Photo object pointing records
+--
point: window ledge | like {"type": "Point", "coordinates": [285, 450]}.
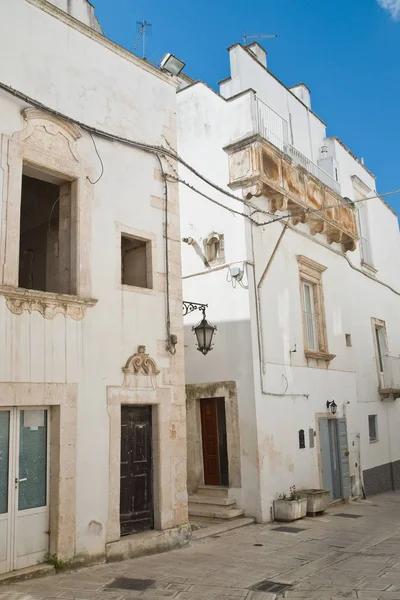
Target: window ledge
{"type": "Point", "coordinates": [48, 304]}
{"type": "Point", "coordinates": [319, 355]}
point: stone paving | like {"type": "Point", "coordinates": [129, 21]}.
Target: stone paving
{"type": "Point", "coordinates": [334, 557]}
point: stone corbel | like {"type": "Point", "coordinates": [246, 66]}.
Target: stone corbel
{"type": "Point", "coordinates": [317, 225]}
{"type": "Point", "coordinates": [253, 190]}
{"type": "Point", "coordinates": [46, 303]}
{"type": "Point", "coordinates": [278, 202]}
{"type": "Point", "coordinates": [300, 218]}
{"type": "Point", "coordinates": [333, 234]}
{"type": "Point", "coordinates": [348, 244]}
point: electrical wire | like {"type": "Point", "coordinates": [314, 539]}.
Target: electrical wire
{"type": "Point", "coordinates": [161, 150]}
{"type": "Point", "coordinates": [101, 162]}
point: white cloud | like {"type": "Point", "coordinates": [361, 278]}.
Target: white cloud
{"type": "Point", "coordinates": [393, 6]}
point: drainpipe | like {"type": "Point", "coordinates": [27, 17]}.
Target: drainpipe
{"type": "Point", "coordinates": [257, 288]}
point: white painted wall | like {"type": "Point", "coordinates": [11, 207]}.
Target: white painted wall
{"type": "Point", "coordinates": [102, 86]}
{"type": "Point", "coordinates": [270, 421]}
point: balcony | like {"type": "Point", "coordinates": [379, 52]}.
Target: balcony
{"type": "Point", "coordinates": [265, 164]}
{"type": "Point", "coordinates": [389, 376]}
{"type": "Point", "coordinates": [273, 128]}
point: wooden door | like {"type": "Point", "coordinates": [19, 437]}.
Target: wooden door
{"type": "Point", "coordinates": [209, 431]}
{"type": "Point", "coordinates": [136, 500]}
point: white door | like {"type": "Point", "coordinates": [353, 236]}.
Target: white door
{"type": "Point", "coordinates": [24, 487]}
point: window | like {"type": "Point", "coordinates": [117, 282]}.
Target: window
{"type": "Point", "coordinates": [310, 321]}
{"type": "Point", "coordinates": [366, 253]}
{"type": "Point", "coordinates": [312, 302]}
{"type": "Point", "coordinates": [45, 247]}
{"type": "Point", "coordinates": [373, 428]}
{"type": "Point", "coordinates": [214, 248]}
{"type": "Point", "coordinates": [136, 263]}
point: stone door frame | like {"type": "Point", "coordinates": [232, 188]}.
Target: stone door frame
{"type": "Point", "coordinates": [61, 399]}
{"type": "Point", "coordinates": [194, 393]}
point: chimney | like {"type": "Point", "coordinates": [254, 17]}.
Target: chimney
{"type": "Point", "coordinates": [259, 53]}
{"type": "Point", "coordinates": [303, 93]}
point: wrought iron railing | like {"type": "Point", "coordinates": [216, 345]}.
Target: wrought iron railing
{"type": "Point", "coordinates": [274, 128]}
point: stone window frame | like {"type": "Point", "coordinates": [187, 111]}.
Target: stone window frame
{"type": "Point", "coordinates": [46, 146]}
{"type": "Point", "coordinates": [311, 272]}
{"type": "Point", "coordinates": [149, 237]}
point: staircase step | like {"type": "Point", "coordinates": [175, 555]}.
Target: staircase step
{"type": "Point", "coordinates": [216, 500]}
{"type": "Point", "coordinates": [214, 512]}
{"type": "Point", "coordinates": [212, 490]}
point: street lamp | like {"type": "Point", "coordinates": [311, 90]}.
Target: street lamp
{"type": "Point", "coordinates": [172, 64]}
{"type": "Point", "coordinates": [204, 331]}
{"type": "Point", "coordinates": [332, 405]}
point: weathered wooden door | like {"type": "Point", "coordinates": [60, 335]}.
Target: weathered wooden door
{"type": "Point", "coordinates": [136, 501]}
{"type": "Point", "coordinates": [209, 430]}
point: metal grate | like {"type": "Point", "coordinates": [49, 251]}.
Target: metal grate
{"type": "Point", "coordinates": [124, 583]}
{"type": "Point", "coordinates": [285, 529]}
{"type": "Point", "coordinates": [271, 586]}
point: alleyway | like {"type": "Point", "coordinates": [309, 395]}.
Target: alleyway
{"type": "Point", "coordinates": [353, 551]}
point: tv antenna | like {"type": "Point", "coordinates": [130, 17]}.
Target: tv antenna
{"type": "Point", "coordinates": [256, 37]}
{"type": "Point", "coordinates": [143, 28]}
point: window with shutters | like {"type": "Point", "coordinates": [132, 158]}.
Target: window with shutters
{"type": "Point", "coordinates": [313, 312]}
{"type": "Point", "coordinates": [365, 237]}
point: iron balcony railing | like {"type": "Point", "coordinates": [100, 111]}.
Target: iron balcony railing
{"type": "Point", "coordinates": [274, 128]}
{"type": "Point", "coordinates": [389, 372]}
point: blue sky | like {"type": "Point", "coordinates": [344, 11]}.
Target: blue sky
{"type": "Point", "coordinates": [346, 51]}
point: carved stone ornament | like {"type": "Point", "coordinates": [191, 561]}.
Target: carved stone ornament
{"type": "Point", "coordinates": [48, 304]}
{"type": "Point", "coordinates": [53, 135]}
{"type": "Point", "coordinates": [140, 363]}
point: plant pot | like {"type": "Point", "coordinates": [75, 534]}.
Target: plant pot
{"type": "Point", "coordinates": [317, 500]}
{"type": "Point", "coordinates": [290, 510]}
+--
PROBLEM TO WORK ON: Write the lines above out again exactly, without any of their pictures.

ANSWER IN FULL:
point: window ledge | like {"type": "Point", "coordinates": [285, 450]}.
Target: window ledge
{"type": "Point", "coordinates": [48, 304]}
{"type": "Point", "coordinates": [319, 355]}
point: stone paving | like {"type": "Point", "coordinates": [129, 21]}.
Target: stone paving
{"type": "Point", "coordinates": [334, 557]}
point: stone corbel | like {"type": "Point", "coordinates": [246, 66]}.
Target: stone corbel
{"type": "Point", "coordinates": [317, 225]}
{"type": "Point", "coordinates": [253, 190]}
{"type": "Point", "coordinates": [46, 303]}
{"type": "Point", "coordinates": [278, 202]}
{"type": "Point", "coordinates": [300, 218]}
{"type": "Point", "coordinates": [333, 234]}
{"type": "Point", "coordinates": [348, 244]}
point: electrical wire | like {"type": "Point", "coordinates": [314, 539]}.
Target: electrical wire
{"type": "Point", "coordinates": [161, 150]}
{"type": "Point", "coordinates": [101, 162]}
point: white cloud | like {"type": "Point", "coordinates": [361, 278]}.
Target: white cloud
{"type": "Point", "coordinates": [393, 6]}
point: drainpipe | like {"type": "Point", "coordinates": [27, 17]}.
Target: drainpipe
{"type": "Point", "coordinates": [257, 288]}
point: white painted wall | like {"type": "Point", "coordinates": [11, 207]}.
Target: white painted wall
{"type": "Point", "coordinates": [102, 86]}
{"type": "Point", "coordinates": [270, 421]}
point: balcony | like {"type": "Point", "coordinates": [379, 52]}.
Target: balcony
{"type": "Point", "coordinates": [265, 164]}
{"type": "Point", "coordinates": [389, 376]}
{"type": "Point", "coordinates": [273, 128]}
point: wooden door | like {"type": "Point", "coordinates": [19, 437]}.
Target: wooden door
{"type": "Point", "coordinates": [209, 431]}
{"type": "Point", "coordinates": [136, 500]}
point: white door | like {"type": "Point", "coordinates": [353, 236]}.
Target: white door
{"type": "Point", "coordinates": [24, 487]}
point: window | like {"type": "Point", "coordinates": [117, 282]}.
Target: window
{"type": "Point", "coordinates": [310, 321]}
{"type": "Point", "coordinates": [366, 253]}
{"type": "Point", "coordinates": [312, 302]}
{"type": "Point", "coordinates": [45, 247]}
{"type": "Point", "coordinates": [373, 428]}
{"type": "Point", "coordinates": [214, 248]}
{"type": "Point", "coordinates": [136, 263]}
point: stone door frame | like {"type": "Point", "coordinates": [232, 188]}.
Target: stone door frame
{"type": "Point", "coordinates": [61, 399]}
{"type": "Point", "coordinates": [194, 393]}
point: chimney | like {"type": "Point", "coordinates": [254, 17]}.
Target: chimney
{"type": "Point", "coordinates": [259, 53]}
{"type": "Point", "coordinates": [303, 93]}
point: wrought iron railing | like {"type": "Point", "coordinates": [216, 345]}.
Target: wrought iron railing
{"type": "Point", "coordinates": [274, 128]}
point: stone window frame | like {"type": "Point", "coordinates": [187, 111]}.
Target: stone window frame
{"type": "Point", "coordinates": [46, 146]}
{"type": "Point", "coordinates": [311, 272]}
{"type": "Point", "coordinates": [149, 237]}
point: staircase step | like {"type": "Point", "coordinates": [175, 555]}.
Target: staircase step
{"type": "Point", "coordinates": [216, 500]}
{"type": "Point", "coordinates": [214, 512]}
{"type": "Point", "coordinates": [212, 490]}
point: street lamp | like {"type": "Point", "coordinates": [311, 90]}.
Target: street lamp
{"type": "Point", "coordinates": [172, 64]}
{"type": "Point", "coordinates": [204, 331]}
{"type": "Point", "coordinates": [332, 405]}
point: weathered wooden door | like {"type": "Point", "coordinates": [60, 335]}.
Target: weathered wooden door
{"type": "Point", "coordinates": [136, 501]}
{"type": "Point", "coordinates": [209, 430]}
point: metal grate | like {"type": "Point", "coordinates": [49, 251]}.
Target: metal grate
{"type": "Point", "coordinates": [124, 583]}
{"type": "Point", "coordinates": [285, 529]}
{"type": "Point", "coordinates": [271, 586]}
point: alleyway | like {"type": "Point", "coordinates": [309, 395]}.
Target: alleyway
{"type": "Point", "coordinates": [353, 551]}
point: tv antenna | like {"type": "Point", "coordinates": [130, 17]}.
Target: tv antenna
{"type": "Point", "coordinates": [256, 37]}
{"type": "Point", "coordinates": [143, 28]}
point: window with shutters | like {"type": "Point", "coordinates": [132, 158]}.
Target: window with shutters
{"type": "Point", "coordinates": [313, 312]}
{"type": "Point", "coordinates": [365, 237]}
point: iron balcony railing | like {"type": "Point", "coordinates": [100, 111]}.
Target: iron balcony railing
{"type": "Point", "coordinates": [274, 128]}
{"type": "Point", "coordinates": [389, 372]}
point: blue sky | like {"type": "Point", "coordinates": [344, 11]}.
Target: blue sky
{"type": "Point", "coordinates": [346, 51]}
point: carved stone ornament | like {"type": "Point", "coordinates": [191, 561]}.
Target: carved stone ornament
{"type": "Point", "coordinates": [48, 304]}
{"type": "Point", "coordinates": [53, 135]}
{"type": "Point", "coordinates": [140, 363]}
point: plant pot | like {"type": "Point", "coordinates": [75, 534]}.
Target: plant pot
{"type": "Point", "coordinates": [317, 500]}
{"type": "Point", "coordinates": [290, 510]}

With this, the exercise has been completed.